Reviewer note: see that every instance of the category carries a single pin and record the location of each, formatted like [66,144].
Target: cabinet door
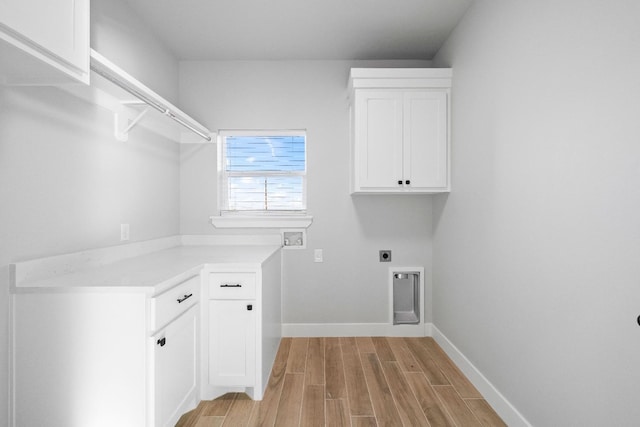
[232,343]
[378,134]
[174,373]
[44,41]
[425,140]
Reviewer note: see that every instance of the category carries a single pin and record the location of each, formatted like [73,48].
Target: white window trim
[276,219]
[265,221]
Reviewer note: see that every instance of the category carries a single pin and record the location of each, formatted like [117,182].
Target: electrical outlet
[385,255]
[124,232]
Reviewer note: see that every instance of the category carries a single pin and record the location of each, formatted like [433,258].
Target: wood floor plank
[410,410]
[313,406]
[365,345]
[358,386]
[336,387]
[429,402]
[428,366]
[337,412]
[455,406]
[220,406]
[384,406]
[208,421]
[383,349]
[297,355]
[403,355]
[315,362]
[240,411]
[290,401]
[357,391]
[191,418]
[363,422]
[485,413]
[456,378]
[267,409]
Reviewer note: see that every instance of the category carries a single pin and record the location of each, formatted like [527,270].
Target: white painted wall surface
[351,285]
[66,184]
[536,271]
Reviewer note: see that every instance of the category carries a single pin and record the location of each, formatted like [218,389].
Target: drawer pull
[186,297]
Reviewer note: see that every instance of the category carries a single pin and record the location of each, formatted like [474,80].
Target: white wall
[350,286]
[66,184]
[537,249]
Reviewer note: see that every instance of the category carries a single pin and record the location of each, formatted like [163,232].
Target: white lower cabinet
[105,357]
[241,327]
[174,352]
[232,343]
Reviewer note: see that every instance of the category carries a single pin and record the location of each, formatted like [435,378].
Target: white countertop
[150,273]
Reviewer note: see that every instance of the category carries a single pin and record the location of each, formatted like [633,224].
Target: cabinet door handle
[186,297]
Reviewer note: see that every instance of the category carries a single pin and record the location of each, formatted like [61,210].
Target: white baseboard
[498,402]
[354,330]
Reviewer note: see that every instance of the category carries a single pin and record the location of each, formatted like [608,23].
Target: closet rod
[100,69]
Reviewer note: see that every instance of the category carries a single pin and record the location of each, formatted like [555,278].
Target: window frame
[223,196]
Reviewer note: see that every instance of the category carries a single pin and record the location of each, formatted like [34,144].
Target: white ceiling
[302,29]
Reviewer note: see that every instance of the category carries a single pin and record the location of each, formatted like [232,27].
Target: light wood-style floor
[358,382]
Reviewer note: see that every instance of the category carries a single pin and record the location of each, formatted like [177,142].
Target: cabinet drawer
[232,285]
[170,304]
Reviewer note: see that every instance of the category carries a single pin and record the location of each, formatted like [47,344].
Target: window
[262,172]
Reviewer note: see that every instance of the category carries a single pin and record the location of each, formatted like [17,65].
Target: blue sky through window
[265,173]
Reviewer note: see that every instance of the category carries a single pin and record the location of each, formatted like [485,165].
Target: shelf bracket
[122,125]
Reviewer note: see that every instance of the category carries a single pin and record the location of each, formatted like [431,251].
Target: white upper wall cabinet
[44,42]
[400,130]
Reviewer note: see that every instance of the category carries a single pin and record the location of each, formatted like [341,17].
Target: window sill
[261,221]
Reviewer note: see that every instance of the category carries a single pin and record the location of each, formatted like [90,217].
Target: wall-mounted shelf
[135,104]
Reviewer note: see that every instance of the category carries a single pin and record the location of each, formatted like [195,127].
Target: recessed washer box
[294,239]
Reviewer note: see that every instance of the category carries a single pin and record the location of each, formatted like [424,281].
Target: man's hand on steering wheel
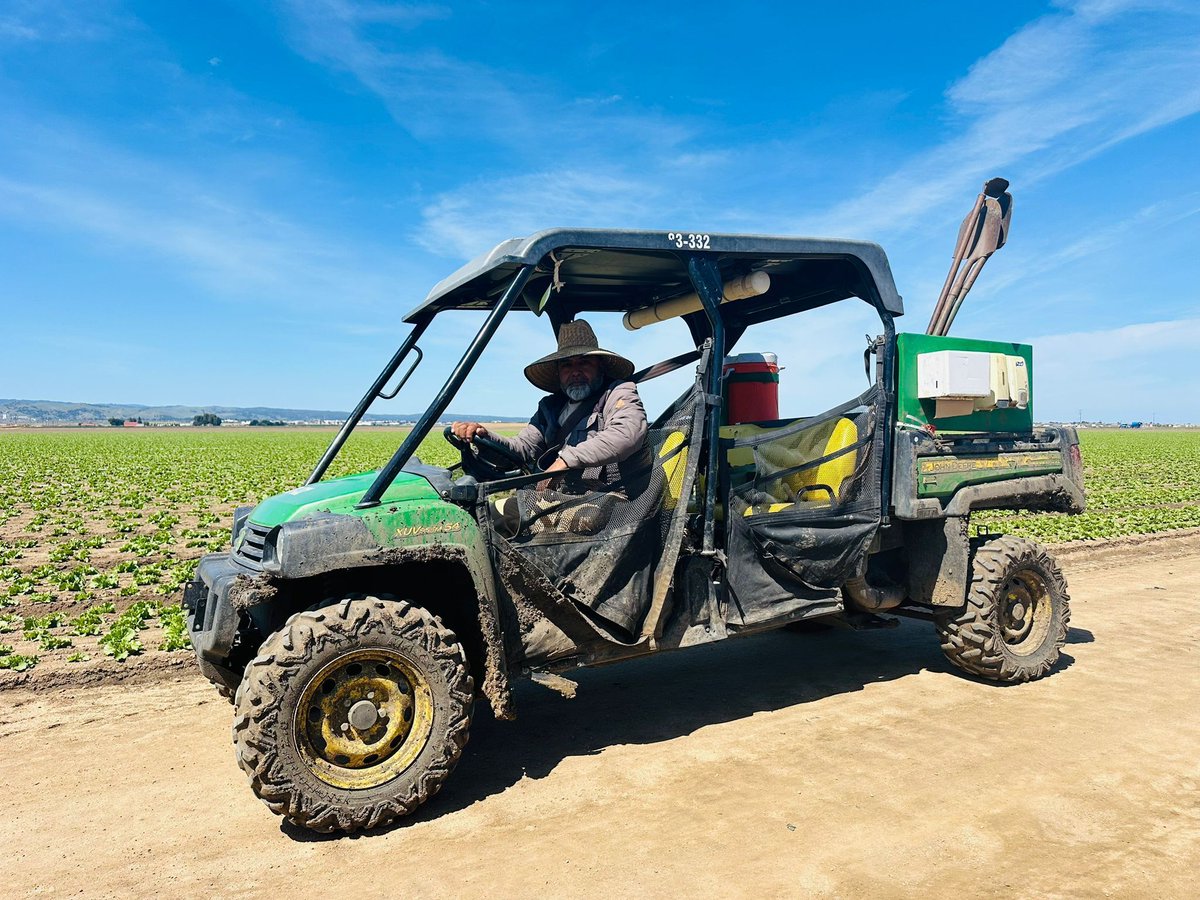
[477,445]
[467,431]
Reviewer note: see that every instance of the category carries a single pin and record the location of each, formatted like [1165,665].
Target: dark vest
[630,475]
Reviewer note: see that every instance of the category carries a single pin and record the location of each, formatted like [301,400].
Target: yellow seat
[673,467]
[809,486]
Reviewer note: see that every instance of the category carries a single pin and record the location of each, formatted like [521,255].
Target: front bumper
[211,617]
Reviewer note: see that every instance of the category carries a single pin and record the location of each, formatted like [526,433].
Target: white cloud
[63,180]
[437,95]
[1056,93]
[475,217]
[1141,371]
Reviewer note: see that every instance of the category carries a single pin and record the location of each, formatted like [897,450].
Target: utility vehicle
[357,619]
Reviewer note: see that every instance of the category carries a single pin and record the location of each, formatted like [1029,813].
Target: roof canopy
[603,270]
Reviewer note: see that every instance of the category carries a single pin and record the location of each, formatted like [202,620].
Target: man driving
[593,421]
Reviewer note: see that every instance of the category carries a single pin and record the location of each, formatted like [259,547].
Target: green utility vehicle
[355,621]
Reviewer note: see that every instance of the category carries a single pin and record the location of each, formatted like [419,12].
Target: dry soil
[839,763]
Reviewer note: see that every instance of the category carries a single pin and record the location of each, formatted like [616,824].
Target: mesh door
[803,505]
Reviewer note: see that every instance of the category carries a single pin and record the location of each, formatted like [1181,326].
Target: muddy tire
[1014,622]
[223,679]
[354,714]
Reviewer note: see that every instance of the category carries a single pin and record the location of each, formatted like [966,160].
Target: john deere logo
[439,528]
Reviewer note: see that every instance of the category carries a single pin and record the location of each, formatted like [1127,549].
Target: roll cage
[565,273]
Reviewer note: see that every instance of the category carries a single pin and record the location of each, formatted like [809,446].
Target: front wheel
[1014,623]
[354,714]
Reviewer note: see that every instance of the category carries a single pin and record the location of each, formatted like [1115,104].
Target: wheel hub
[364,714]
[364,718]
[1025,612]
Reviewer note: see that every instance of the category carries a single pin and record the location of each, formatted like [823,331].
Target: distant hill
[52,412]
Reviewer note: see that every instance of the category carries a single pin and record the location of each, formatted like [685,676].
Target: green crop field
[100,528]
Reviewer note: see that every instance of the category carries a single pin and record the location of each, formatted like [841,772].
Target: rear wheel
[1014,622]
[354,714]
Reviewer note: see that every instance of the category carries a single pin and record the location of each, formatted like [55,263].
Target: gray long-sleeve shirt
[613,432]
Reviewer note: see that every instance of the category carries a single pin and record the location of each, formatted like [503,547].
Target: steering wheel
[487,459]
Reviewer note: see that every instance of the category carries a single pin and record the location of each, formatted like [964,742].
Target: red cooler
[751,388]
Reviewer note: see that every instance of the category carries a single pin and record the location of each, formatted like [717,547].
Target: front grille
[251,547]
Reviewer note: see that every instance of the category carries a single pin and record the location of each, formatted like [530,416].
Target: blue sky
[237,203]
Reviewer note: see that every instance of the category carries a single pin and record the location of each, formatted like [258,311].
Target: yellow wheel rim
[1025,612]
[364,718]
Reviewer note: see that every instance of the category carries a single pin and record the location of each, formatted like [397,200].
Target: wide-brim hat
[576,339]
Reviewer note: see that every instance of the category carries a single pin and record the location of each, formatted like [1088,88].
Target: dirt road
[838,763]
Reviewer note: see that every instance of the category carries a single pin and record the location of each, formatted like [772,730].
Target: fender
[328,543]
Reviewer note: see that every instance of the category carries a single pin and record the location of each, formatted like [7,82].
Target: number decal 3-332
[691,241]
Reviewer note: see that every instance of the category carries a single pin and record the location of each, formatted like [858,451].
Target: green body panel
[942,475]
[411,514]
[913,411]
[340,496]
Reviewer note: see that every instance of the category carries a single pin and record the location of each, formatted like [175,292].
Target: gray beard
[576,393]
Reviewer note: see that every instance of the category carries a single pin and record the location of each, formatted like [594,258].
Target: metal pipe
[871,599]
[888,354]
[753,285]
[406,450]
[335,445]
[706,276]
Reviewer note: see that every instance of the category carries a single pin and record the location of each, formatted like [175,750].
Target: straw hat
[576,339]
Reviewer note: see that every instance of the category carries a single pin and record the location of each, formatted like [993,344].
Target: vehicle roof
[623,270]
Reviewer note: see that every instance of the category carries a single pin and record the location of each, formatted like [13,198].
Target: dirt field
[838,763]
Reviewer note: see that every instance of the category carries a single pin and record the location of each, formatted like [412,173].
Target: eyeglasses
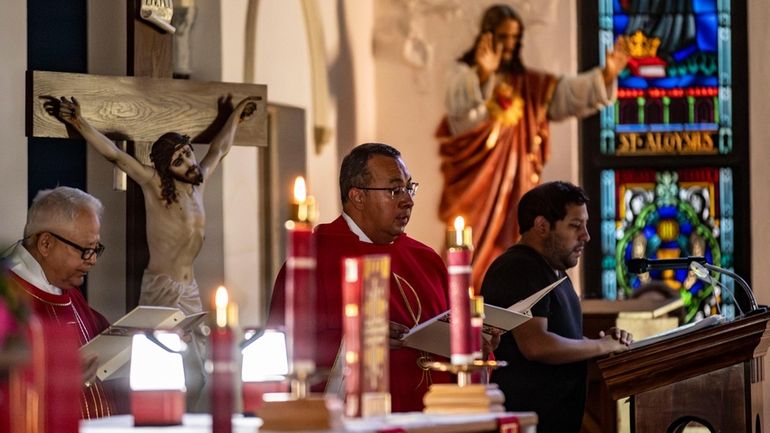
---
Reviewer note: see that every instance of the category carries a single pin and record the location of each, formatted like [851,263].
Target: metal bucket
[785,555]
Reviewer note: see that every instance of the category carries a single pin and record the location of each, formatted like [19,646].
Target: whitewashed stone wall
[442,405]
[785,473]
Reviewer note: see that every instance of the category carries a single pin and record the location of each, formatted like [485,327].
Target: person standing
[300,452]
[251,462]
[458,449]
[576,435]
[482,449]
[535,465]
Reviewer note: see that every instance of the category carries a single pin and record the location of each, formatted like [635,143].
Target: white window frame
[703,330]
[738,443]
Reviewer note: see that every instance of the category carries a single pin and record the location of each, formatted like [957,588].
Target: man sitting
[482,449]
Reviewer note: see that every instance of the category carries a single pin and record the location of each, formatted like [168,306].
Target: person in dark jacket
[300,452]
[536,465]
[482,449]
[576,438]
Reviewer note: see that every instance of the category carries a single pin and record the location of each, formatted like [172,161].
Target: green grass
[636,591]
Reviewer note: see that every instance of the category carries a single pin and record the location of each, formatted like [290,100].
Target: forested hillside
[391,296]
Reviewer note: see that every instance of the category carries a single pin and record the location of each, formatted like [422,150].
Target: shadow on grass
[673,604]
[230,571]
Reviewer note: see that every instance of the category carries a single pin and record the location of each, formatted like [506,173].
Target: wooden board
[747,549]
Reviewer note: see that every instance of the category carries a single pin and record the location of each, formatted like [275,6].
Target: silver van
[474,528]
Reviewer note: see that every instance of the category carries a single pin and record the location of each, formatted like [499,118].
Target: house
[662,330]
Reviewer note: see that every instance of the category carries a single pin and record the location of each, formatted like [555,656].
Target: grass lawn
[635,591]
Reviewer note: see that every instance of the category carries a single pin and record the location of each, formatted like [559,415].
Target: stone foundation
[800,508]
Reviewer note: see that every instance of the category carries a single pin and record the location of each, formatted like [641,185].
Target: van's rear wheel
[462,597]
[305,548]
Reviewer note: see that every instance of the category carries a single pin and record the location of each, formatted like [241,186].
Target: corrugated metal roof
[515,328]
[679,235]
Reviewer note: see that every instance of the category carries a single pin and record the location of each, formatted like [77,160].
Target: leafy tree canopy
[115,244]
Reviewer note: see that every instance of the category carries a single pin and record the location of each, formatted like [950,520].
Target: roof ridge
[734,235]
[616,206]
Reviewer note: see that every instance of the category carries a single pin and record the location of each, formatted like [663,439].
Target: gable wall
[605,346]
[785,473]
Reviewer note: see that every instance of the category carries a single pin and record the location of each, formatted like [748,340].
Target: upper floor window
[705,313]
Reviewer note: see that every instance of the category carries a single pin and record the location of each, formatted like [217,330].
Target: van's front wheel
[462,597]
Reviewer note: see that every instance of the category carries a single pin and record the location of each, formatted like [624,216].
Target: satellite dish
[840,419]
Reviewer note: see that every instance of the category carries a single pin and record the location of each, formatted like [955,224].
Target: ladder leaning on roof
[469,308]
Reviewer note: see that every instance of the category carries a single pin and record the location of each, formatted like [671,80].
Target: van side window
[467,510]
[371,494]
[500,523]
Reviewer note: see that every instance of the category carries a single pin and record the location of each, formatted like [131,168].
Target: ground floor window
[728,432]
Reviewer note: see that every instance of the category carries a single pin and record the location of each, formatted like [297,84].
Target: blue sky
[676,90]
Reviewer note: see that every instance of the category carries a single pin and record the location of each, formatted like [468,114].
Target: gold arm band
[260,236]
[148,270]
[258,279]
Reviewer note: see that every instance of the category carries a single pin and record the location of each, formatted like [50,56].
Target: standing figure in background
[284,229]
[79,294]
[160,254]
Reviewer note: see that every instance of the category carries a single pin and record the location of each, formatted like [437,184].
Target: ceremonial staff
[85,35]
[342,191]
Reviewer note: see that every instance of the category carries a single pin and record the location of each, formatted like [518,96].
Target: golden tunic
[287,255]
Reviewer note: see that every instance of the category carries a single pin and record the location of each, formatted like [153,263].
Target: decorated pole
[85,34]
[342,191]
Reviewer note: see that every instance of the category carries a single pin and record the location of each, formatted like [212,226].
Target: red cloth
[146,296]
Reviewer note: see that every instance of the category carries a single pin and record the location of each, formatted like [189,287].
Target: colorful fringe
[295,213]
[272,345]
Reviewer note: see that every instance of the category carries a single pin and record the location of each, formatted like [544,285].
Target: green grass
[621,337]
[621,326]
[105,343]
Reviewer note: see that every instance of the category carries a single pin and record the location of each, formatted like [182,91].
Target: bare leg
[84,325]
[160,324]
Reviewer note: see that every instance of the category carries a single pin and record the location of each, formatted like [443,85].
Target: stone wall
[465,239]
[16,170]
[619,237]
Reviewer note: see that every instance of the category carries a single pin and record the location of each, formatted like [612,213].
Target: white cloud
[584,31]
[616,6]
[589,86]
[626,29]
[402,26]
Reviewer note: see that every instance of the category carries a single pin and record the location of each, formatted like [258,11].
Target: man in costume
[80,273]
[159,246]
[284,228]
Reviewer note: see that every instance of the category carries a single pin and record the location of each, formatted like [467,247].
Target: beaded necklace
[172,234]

» EXERCISE REQUIREMENTS:
The answer is the lines of the material above, from the one containing "Target: man's hand on steering wheel" down to the one containing "formatted like [202,620].", given exactly and without images.

» ANSWER SPACE:
Target: man's hand on steering wheel
[477,445]
[467,431]
Reviewer note: see that every instance of the category carries a single pin and record the location of each, formatted like [1165,665].
Target: dark vest
[630,475]
Reviewer note: see that every instance of the category carries a single pin and record the location of each, formatted like [301,400].
Target: yellow seat
[673,467]
[809,486]
Reviewer note: see that every instance of the category carries a single pin and record the location of each, formatted like [521,255].
Target: front bumper
[211,617]
Reviewer note: see that every instance of the category carries a single pin and record the location of each, formatted like [526,433].
Target: white cloud
[63,180]
[437,95]
[1056,93]
[475,217]
[1141,371]
Reviewer note: see that every instance of the category carries a single pin and record the location of each, formatted like [897,450].
Target: utility vehicle
[357,619]
Reviewer note: see that every instance of the category carries a single pin and record the location of each, formatted like [1029,813].
Target: roof canopy
[603,270]
Reviewer note: see that every instance of the category carries a single pin and record the location of each, formatted like [202,620].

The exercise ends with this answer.